What to produce:
Show every line of the data below that contains the string "tree". Matching is case-sensitive.

Region outline entries:
########################################
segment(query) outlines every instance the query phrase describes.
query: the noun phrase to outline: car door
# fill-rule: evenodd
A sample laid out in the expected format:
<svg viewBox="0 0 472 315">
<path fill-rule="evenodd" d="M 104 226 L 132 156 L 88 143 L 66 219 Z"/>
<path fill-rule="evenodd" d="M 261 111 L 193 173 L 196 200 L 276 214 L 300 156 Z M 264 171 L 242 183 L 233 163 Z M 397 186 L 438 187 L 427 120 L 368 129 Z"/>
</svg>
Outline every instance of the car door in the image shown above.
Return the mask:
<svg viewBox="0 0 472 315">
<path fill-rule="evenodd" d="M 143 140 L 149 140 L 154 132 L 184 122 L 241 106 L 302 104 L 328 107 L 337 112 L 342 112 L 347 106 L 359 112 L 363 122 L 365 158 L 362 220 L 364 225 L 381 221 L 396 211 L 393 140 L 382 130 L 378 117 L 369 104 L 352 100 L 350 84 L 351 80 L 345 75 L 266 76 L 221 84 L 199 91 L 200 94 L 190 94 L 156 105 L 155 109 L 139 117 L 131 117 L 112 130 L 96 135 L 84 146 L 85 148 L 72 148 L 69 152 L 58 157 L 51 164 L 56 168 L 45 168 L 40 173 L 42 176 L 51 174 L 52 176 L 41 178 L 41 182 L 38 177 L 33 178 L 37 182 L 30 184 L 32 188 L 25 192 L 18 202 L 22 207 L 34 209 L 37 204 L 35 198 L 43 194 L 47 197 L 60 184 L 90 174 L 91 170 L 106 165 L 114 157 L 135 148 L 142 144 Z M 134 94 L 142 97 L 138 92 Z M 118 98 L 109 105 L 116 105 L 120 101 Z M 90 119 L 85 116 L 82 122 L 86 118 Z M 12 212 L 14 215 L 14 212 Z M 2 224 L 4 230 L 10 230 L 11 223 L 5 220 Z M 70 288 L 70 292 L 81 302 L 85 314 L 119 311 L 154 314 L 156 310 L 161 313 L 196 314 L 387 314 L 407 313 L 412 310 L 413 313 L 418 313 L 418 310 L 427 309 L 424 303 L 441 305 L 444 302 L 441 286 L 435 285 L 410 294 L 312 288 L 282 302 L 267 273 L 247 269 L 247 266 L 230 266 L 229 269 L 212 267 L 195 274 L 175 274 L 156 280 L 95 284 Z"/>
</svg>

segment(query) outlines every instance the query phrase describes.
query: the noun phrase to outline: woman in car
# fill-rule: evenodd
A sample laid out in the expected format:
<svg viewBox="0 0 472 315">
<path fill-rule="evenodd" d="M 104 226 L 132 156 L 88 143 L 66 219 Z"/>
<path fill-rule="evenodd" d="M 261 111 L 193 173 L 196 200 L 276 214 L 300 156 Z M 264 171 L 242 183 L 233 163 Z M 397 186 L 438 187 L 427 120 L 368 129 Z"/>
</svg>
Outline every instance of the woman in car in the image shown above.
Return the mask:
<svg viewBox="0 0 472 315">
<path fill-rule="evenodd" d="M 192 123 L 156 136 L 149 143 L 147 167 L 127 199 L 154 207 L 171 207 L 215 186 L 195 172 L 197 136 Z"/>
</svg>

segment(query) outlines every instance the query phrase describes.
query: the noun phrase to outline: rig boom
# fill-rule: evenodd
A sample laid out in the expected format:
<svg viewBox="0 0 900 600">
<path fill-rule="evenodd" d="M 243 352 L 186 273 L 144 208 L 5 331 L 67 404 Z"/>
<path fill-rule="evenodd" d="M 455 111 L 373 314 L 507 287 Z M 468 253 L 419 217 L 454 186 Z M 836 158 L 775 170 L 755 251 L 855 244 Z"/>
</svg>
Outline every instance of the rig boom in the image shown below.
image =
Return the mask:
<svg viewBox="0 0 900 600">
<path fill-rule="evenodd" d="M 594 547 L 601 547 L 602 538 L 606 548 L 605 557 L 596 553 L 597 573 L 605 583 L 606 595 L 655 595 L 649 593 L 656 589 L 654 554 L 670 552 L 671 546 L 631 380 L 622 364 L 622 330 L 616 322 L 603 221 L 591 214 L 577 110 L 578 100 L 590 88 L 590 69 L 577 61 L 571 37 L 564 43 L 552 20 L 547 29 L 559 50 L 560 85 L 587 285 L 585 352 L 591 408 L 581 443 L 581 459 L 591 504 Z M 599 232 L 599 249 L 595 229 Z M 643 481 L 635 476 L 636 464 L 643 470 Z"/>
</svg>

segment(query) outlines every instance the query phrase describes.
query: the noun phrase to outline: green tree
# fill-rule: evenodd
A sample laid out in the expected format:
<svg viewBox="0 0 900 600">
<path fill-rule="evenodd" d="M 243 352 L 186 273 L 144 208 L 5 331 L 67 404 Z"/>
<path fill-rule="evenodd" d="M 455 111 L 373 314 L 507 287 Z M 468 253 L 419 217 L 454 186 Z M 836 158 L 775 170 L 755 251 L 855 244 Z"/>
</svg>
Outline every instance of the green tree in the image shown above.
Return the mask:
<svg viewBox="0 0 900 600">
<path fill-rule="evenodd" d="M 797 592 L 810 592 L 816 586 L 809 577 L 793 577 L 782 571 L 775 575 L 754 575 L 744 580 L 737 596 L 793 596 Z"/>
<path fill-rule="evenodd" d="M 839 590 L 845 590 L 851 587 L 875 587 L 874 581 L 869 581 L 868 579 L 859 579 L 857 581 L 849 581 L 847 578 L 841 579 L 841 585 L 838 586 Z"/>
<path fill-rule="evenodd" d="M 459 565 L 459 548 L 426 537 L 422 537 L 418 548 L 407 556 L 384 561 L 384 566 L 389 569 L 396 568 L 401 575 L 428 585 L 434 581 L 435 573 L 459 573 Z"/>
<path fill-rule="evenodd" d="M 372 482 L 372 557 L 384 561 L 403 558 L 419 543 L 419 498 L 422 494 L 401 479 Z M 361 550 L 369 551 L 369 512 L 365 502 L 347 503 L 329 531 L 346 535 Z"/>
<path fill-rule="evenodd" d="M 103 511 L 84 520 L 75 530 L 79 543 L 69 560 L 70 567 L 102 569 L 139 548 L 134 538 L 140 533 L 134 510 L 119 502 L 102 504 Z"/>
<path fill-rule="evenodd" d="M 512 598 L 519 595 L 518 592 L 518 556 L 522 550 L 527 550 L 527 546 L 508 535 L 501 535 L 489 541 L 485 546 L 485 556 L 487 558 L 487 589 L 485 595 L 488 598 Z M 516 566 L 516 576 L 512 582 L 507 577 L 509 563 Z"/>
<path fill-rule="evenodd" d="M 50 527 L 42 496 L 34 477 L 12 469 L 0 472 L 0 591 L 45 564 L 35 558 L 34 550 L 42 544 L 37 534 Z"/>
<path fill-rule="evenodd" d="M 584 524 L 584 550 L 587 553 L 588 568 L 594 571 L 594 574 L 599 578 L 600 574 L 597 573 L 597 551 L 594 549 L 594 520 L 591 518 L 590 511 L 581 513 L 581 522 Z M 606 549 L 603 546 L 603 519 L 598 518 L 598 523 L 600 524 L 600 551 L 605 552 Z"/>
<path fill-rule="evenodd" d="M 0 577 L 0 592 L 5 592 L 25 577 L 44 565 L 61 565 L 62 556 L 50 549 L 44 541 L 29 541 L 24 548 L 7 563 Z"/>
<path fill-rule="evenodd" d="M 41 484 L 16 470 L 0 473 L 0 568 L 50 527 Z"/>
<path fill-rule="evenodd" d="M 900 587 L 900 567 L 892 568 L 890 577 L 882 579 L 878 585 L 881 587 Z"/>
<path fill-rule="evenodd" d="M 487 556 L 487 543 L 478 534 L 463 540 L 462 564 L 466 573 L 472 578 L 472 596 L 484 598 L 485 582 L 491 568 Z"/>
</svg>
########################################
Solution to this exercise:
query: the noun phrase to outline: green tree
Outline every instance of the green tree in the image shown above.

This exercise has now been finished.